___ Data supplied ___
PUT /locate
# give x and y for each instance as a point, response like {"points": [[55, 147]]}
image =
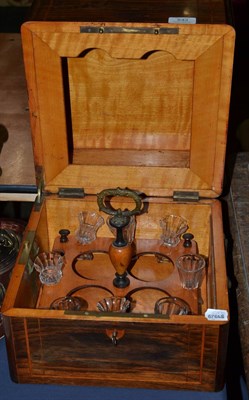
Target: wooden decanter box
{"points": [[138, 106]]}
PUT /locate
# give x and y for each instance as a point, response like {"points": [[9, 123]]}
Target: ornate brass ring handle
{"points": [[104, 196]]}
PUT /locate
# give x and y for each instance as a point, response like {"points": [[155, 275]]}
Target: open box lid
{"points": [[143, 106]]}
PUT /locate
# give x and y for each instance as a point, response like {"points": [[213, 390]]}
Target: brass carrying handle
{"points": [[104, 197]]}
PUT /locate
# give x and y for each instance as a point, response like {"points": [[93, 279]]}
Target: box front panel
{"points": [[146, 355]]}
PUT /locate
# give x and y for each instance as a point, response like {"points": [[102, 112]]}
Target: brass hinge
{"points": [[134, 30], [71, 193], [185, 196]]}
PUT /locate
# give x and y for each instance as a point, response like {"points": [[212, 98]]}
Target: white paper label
{"points": [[216, 315], [182, 20]]}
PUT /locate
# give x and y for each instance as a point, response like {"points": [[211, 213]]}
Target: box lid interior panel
{"points": [[138, 105]]}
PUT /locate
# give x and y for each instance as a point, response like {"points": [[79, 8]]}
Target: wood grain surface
{"points": [[16, 154]]}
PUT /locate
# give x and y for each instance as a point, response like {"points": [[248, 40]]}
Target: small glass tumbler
{"points": [[49, 265], [172, 306], [89, 223], [113, 304], [191, 269], [173, 226], [128, 231]]}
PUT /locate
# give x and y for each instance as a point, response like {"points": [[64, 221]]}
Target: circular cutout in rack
{"points": [[143, 299], [88, 264], [151, 266], [90, 294]]}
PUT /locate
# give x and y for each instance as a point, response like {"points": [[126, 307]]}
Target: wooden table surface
{"points": [[17, 172]]}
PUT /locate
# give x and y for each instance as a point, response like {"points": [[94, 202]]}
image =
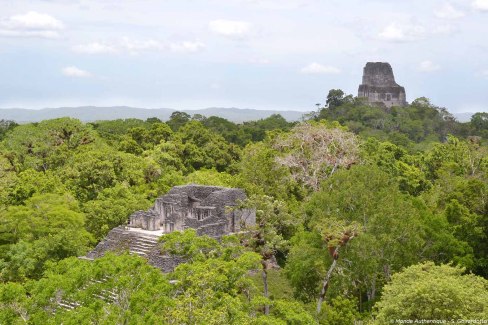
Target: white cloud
{"points": [[94, 48], [31, 24], [316, 68], [481, 5], [230, 28], [428, 66], [405, 33], [448, 12], [127, 45], [73, 71]]}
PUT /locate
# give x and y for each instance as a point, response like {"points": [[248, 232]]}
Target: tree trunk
{"points": [[265, 285], [325, 284]]}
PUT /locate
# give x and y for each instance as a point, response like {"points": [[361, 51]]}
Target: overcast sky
{"points": [[263, 54]]}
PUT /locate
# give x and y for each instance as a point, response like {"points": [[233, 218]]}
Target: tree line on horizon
{"points": [[372, 214]]}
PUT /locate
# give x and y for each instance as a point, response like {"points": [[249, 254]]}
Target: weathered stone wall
{"points": [[379, 85], [120, 240]]}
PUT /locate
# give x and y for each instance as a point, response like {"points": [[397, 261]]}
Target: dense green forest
{"points": [[373, 215]]}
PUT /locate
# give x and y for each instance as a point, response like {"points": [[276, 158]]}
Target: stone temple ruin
{"points": [[207, 209], [379, 85]]}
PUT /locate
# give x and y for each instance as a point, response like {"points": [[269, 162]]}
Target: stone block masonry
{"points": [[207, 209], [379, 86]]}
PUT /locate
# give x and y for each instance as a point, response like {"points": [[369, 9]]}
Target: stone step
{"points": [[138, 252], [152, 240], [143, 243]]}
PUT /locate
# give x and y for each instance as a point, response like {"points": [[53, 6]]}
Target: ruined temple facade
{"points": [[204, 208], [210, 210], [379, 85]]}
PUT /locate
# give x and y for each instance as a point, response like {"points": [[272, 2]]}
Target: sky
{"points": [[261, 54]]}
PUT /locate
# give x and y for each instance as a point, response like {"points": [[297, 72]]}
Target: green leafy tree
{"points": [[427, 291], [273, 224], [49, 227]]}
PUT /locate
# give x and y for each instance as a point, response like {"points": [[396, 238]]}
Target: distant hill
{"points": [[92, 113]]}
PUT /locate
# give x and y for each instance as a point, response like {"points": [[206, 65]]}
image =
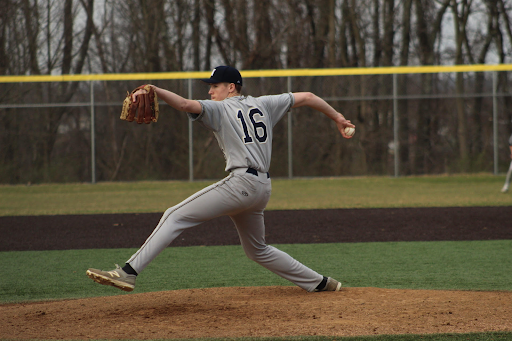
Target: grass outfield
{"points": [[467, 265], [472, 265]]}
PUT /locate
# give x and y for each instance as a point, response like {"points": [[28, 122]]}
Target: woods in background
{"points": [[437, 134]]}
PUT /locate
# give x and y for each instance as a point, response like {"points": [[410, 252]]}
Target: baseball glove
{"points": [[145, 107]]}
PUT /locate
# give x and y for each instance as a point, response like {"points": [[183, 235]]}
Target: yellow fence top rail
{"points": [[260, 73]]}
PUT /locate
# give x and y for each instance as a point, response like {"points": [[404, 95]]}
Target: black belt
{"points": [[255, 172]]}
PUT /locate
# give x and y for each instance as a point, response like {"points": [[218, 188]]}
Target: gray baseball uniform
{"points": [[243, 128]]}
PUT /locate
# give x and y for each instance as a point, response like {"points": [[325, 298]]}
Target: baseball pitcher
{"points": [[243, 127]]}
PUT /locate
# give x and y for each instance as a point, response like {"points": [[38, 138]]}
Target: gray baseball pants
{"points": [[243, 197]]}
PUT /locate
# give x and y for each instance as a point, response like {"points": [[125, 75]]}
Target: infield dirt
{"points": [[261, 311]]}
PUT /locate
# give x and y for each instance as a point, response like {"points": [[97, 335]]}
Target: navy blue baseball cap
{"points": [[224, 74]]}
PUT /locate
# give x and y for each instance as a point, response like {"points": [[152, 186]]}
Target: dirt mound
{"points": [[259, 311]]}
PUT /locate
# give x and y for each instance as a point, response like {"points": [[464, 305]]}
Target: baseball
{"points": [[349, 131]]}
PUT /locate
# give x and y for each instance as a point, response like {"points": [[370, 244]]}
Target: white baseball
{"points": [[349, 131]]}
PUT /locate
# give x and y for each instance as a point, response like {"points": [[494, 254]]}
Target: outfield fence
{"points": [[410, 120]]}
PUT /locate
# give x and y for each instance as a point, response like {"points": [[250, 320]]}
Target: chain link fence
{"points": [[409, 121]]}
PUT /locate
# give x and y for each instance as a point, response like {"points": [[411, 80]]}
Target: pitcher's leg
{"points": [[209, 203], [251, 230]]}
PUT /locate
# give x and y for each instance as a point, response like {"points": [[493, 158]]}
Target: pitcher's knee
{"points": [[259, 255]]}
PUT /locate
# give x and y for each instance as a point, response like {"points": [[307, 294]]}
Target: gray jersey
{"points": [[243, 127]]}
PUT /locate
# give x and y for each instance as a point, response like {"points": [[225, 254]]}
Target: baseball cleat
{"points": [[116, 278], [332, 285]]}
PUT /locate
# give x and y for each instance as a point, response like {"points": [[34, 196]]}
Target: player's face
{"points": [[219, 91]]}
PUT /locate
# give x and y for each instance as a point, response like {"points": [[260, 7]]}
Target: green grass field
{"points": [[476, 265]]}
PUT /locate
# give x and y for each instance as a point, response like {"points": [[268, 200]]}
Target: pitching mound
{"points": [[259, 311]]}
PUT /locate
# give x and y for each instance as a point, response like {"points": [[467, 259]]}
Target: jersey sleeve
{"points": [[210, 115], [277, 105]]}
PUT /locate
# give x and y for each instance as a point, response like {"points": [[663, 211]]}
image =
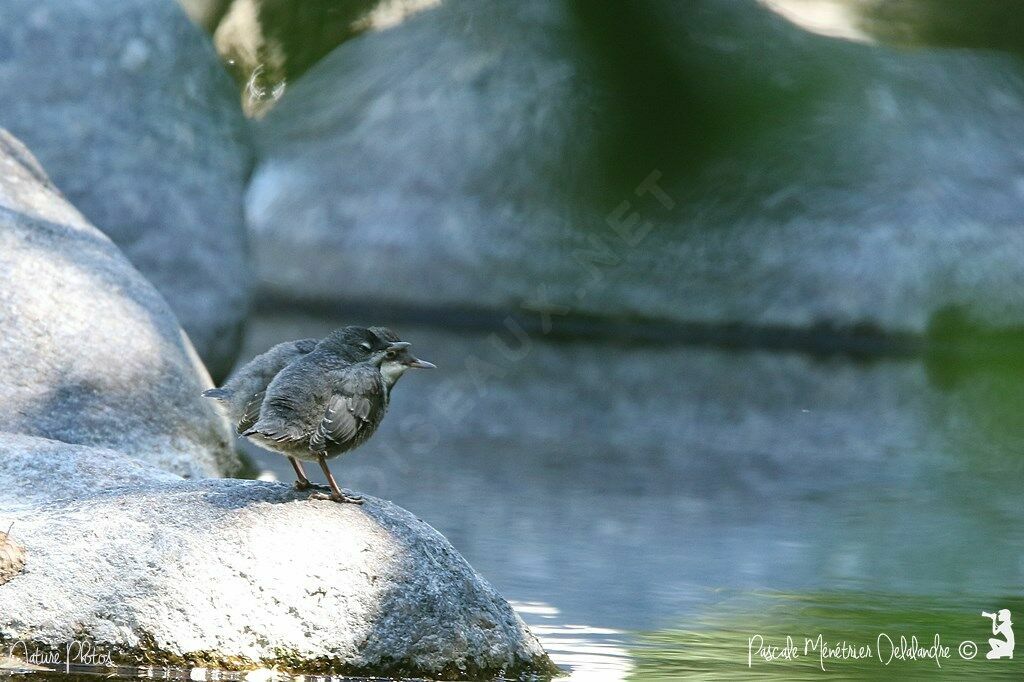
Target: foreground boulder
{"points": [[727, 167], [90, 353], [128, 109], [241, 574]]}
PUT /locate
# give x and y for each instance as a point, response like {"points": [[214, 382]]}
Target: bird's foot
{"points": [[334, 497]]}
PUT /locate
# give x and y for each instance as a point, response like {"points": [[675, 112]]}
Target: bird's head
{"points": [[393, 357]]}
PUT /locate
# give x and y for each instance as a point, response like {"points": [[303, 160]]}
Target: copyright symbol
{"points": [[968, 649]]}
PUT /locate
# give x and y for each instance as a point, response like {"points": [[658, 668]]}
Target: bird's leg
{"points": [[302, 483], [336, 493]]}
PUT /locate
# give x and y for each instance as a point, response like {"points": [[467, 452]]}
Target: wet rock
{"points": [[128, 109], [724, 167], [250, 573], [90, 353], [11, 558]]}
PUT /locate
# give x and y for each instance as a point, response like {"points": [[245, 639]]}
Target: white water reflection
{"points": [[597, 654]]}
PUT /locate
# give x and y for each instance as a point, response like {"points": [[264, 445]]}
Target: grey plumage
{"points": [[243, 394], [313, 400]]}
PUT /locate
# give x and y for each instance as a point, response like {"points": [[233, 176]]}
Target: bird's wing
{"points": [[250, 415], [357, 396], [283, 433]]}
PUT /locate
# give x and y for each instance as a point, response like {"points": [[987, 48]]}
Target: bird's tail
{"points": [[217, 393]]}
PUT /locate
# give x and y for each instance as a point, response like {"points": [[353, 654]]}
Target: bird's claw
{"points": [[343, 498]]}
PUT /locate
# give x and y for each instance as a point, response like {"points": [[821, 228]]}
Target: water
{"points": [[648, 509]]}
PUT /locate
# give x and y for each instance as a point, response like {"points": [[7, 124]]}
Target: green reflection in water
{"points": [[716, 647]]}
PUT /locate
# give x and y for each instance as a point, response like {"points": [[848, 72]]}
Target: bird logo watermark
{"points": [[886, 648], [1001, 627]]}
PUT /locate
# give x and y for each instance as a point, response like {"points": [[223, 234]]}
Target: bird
{"points": [[312, 400]]}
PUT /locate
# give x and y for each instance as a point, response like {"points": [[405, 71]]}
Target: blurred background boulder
{"points": [[128, 110], [90, 353], [706, 163]]}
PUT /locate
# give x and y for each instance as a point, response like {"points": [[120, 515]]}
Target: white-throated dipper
{"points": [[313, 400]]}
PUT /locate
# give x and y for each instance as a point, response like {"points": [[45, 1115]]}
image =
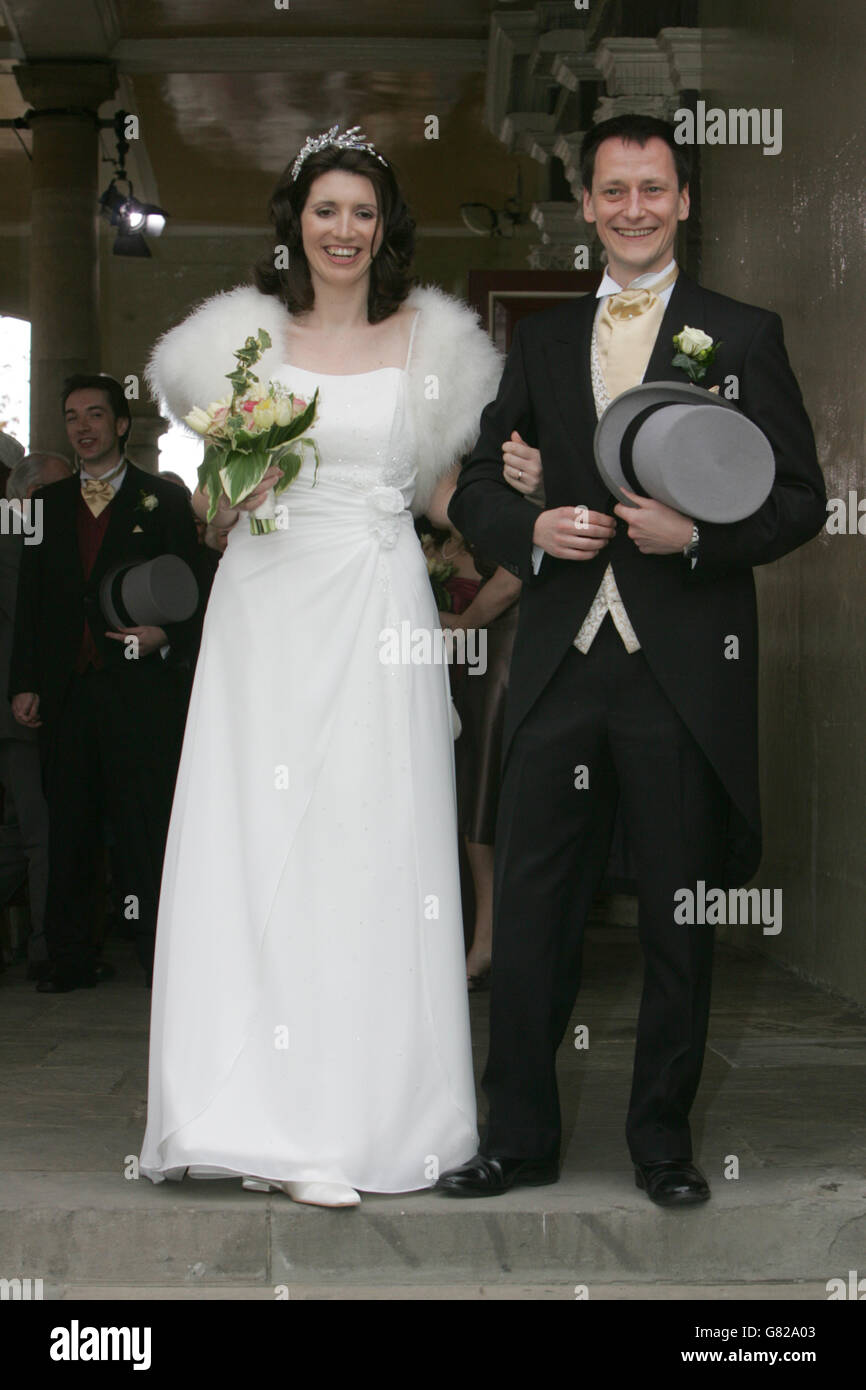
___
**Goal:** Identify every line above that contains the word "reflection" and copy each one in full.

**Answer to this problem:**
Target: white water reflection
Target: green reflection in water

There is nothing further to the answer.